* [DIRECTIVE]
Make an exact copy of the entries below.

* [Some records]
= = =

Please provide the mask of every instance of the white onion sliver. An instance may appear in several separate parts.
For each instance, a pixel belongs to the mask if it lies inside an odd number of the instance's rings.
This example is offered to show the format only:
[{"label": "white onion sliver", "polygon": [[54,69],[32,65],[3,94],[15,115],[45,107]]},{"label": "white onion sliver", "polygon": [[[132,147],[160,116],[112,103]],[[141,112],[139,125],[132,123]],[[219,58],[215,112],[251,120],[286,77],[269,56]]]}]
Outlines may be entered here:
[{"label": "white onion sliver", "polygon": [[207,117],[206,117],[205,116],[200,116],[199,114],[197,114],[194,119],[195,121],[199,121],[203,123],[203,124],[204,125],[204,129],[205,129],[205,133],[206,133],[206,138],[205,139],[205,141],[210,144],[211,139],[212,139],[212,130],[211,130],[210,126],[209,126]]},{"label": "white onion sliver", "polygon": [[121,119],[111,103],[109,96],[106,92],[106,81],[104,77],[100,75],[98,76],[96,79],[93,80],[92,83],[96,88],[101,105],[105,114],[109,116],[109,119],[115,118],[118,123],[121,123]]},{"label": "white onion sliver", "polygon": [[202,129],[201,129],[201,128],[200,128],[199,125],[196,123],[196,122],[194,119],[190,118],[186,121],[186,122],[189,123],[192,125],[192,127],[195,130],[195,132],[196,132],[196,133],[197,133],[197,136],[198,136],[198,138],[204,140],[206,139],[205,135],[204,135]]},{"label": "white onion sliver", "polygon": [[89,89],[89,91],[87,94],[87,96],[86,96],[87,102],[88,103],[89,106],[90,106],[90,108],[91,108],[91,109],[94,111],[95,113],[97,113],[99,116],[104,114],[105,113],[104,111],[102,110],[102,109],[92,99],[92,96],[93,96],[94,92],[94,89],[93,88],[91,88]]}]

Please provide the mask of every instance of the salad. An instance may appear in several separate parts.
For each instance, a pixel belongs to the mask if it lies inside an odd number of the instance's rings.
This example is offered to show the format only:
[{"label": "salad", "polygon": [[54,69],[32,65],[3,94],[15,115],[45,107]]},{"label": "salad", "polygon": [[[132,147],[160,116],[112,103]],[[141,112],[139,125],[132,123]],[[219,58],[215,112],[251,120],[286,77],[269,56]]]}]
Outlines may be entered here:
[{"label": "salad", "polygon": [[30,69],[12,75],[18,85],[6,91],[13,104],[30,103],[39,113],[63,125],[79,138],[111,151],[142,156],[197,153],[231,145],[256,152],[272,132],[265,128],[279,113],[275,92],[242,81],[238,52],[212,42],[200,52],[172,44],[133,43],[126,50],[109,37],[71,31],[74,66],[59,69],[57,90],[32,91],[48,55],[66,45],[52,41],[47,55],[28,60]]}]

= = =

* [EXERCISE OUTPUT]
Please provide the mask of every instance of the white onion sliver. An instance may appear in several separate parts.
For each instance, a pixel belongs to the mask if it lies inside an odd number of the instance's rings.
This example is offered to show the format only:
[{"label": "white onion sliver", "polygon": [[54,69],[32,65],[3,94],[15,115],[45,107]]},{"label": "white onion sliver", "polygon": [[[132,147],[160,116],[112,103]],[[141,112],[139,125],[132,123]],[[219,58],[215,112],[251,120],[286,77],[269,56]]]}]
Outlines may be entered here:
[{"label": "white onion sliver", "polygon": [[207,117],[206,117],[205,116],[200,116],[199,114],[197,114],[194,119],[195,121],[199,121],[203,123],[203,124],[204,125],[204,129],[205,129],[205,133],[206,133],[206,138],[205,139],[205,141],[210,144],[211,139],[212,139],[212,130],[211,130],[210,126],[209,126]]},{"label": "white onion sliver", "polygon": [[121,119],[111,103],[109,96],[106,92],[106,81],[104,77],[100,75],[98,76],[96,79],[93,80],[92,83],[96,88],[101,105],[105,114],[109,116],[109,119],[115,118],[118,123],[121,123]]},{"label": "white onion sliver", "polygon": [[202,129],[201,129],[201,128],[200,128],[199,125],[196,123],[196,122],[194,119],[190,118],[186,121],[186,122],[189,123],[192,125],[192,127],[195,130],[195,132],[196,132],[196,133],[197,133],[197,136],[198,136],[198,138],[204,140],[206,139],[205,135],[204,135]]},{"label": "white onion sliver", "polygon": [[89,89],[89,91],[87,94],[87,96],[86,96],[87,102],[88,103],[89,106],[90,106],[90,108],[91,108],[91,109],[94,111],[95,113],[97,113],[99,116],[104,114],[105,113],[104,111],[102,110],[102,109],[92,99],[92,96],[93,96],[94,92],[94,89],[93,88],[91,88]]}]

Please provide the mask of every instance of the salad. An instance may appear in several separate parts.
For each instance, a pixel belongs to the mask if it lies inside an odd number of the instance's rings.
This example is offered to show the format only:
[{"label": "salad", "polygon": [[54,69],[32,65],[3,94],[15,115],[45,107]]},{"label": "salad", "polygon": [[[132,147],[160,116],[112,103]],[[141,112],[139,125],[132,123]],[[219,58],[215,112],[251,120],[286,77],[269,56]]]}]
Outlines may be entered here:
[{"label": "salad", "polygon": [[30,69],[12,75],[18,85],[6,91],[13,104],[30,103],[39,113],[63,125],[79,138],[111,151],[142,156],[197,153],[231,145],[256,152],[272,132],[265,128],[279,113],[275,92],[242,81],[238,52],[212,42],[200,52],[172,44],[133,43],[126,50],[109,37],[71,31],[74,66],[59,69],[57,90],[32,91],[48,55],[66,45],[52,41],[47,55],[28,60]]}]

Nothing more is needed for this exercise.